* **ÉNONCÉ**: D'après le passage retenu sur les médias du Vatican, quelle somme le dicastère pour la communication a-t-il permis d'épargner au Saint-Siège au cours des cinq dernières années ?

* **PASSAGE RETENU**:

%%

Il y a trois mois, le 1er mars, sur deux pleines pages de l’ « Osservatore Romano », Paolo Ruffini (photo) dressait un bilan enthousiaste des six années d’existence du dicastère pour la communication dont il est le préfet. Un bilan d’autant plus enthousiaste qu’il a permis d’épargner au Saint-Siège la coquette somme de 16,6 millions d’euros ces cinq dernières années.
Mais ni lui ni les autres responsables du dicastère, d’Andrea Tornielli, le rédacteur en chef, à Andrea Monda, le directeur de l’Osservatore Romano » n’ont eu droit au moindre merci de la part du Pape François.
Ce 24 mai, le Pape s’est rendu en visite dans l’immeuble qui héberge les médias du Vatican. Mais au lieu de fêter les 160 ans du quotidien pontifical historique, il n’a eu pour lui que des mots de reproche. Le journal que Jorge Mario Bergoglio a préféré fêter, à la sortie de ce temps de Pâques, a été « La Gazzetta dello Sport », le numéro un des quotidiens sportifs italiens, 125 années d’existence, soit autant que les Jeux olympiques modernes, vendu dans les kioskes le jour de son anniversaire – le Samedi saint – avec en cadeau un livre intitulé « Le sport selon le Pape François », contenant une grande interview de lui ainsi qu’une lettre ouverte adressée à un athlète olympique imaginaire.
Depuis quelques semaines, c’est même le livre que le Pape offre le plus souvent à ses invités. Publié sous la direction de Marco Pozza, le chapelain de la prison de Padoue, qui n’occupe aucune charge au Vatican, mais qui fait office d’expert en relations publiques privilégié du Pape, tout comme le P. Dario Viganò, qu’il a repris à temps plein à son service après qu’il ait été écarté en 2018 pour avoir falsifié une lettre gênante du Pape émérite Benoît XVI.

%%

Entrées d'un jeu de données de pointage:
%%

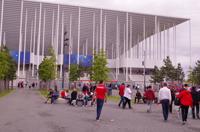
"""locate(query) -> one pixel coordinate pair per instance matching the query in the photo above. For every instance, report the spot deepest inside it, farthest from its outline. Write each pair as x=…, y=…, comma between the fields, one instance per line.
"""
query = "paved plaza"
x=25, y=111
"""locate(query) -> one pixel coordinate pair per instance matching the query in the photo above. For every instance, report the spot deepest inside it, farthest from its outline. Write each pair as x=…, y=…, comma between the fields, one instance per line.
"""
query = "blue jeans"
x=165, y=108
x=100, y=103
x=121, y=101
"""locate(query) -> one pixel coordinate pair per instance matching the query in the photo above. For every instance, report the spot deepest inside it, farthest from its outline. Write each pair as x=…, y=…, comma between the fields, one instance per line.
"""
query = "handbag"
x=177, y=102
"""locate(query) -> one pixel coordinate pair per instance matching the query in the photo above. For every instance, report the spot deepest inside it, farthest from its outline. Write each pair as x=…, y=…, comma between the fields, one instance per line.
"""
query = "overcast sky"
x=175, y=8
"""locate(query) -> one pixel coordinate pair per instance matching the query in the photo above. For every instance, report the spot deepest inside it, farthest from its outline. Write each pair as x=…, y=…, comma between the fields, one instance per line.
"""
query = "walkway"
x=24, y=111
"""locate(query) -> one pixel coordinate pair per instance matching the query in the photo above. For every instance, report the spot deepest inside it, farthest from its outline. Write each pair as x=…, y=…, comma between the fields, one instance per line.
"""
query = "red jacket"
x=121, y=90
x=185, y=98
x=149, y=94
x=101, y=91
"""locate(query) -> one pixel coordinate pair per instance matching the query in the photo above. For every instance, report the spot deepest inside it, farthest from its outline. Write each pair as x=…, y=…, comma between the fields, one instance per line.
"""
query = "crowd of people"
x=168, y=96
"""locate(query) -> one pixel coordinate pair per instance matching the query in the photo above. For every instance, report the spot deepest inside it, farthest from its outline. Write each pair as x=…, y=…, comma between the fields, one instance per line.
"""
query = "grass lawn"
x=5, y=92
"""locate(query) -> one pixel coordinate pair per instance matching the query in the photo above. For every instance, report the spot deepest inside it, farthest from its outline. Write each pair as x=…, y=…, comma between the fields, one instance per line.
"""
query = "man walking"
x=121, y=94
x=164, y=96
x=101, y=97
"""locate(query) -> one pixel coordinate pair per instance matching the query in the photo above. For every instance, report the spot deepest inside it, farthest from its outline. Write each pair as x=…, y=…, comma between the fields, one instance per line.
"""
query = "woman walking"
x=186, y=101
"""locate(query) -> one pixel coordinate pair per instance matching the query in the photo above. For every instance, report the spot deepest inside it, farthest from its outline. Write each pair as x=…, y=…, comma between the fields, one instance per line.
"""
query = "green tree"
x=157, y=75
x=74, y=73
x=47, y=69
x=179, y=73
x=99, y=68
x=194, y=75
x=168, y=70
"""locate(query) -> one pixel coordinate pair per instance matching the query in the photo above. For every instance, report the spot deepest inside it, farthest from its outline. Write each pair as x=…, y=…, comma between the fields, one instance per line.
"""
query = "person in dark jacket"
x=150, y=96
x=195, y=105
x=186, y=101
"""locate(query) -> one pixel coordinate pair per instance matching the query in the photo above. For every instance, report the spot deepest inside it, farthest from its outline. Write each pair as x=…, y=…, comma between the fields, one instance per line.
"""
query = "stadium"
x=133, y=42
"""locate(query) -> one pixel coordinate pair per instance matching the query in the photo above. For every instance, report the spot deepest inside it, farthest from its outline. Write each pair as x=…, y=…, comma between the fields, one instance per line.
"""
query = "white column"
x=70, y=40
x=31, y=44
x=127, y=50
x=190, y=43
x=39, y=36
x=79, y=22
x=1, y=26
x=43, y=38
x=93, y=34
x=34, y=40
x=101, y=12
x=52, y=31
x=24, y=57
x=104, y=37
x=20, y=38
x=62, y=45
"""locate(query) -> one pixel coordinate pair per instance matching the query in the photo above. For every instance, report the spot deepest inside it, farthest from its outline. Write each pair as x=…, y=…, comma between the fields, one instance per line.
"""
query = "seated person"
x=138, y=96
x=49, y=95
x=65, y=94
x=55, y=95
x=73, y=96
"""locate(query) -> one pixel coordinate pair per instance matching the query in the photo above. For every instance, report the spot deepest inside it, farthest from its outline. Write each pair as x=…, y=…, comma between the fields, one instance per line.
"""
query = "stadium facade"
x=132, y=41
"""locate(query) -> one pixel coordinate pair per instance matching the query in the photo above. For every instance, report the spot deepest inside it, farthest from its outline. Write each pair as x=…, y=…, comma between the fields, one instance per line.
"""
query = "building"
x=134, y=42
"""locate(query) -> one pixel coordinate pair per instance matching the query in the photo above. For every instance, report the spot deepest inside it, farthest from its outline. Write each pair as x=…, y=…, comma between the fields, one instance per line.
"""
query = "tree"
x=168, y=70
x=74, y=73
x=47, y=69
x=179, y=73
x=157, y=75
x=99, y=68
x=7, y=67
x=194, y=75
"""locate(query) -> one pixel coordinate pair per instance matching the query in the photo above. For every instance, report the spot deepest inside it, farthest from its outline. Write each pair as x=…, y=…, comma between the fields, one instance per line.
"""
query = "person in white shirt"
x=127, y=96
x=164, y=96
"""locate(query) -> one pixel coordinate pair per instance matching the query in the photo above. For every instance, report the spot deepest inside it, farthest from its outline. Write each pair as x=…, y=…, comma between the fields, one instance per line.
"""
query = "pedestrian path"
x=25, y=111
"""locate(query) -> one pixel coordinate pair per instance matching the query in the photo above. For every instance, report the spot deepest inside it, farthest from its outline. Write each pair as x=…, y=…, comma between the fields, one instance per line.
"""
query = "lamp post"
x=63, y=66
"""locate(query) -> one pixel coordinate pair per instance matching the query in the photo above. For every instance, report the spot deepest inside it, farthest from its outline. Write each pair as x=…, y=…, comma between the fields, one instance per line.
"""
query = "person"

%%

* **SOLUTION**: La somme de 16,6 millions d'euros.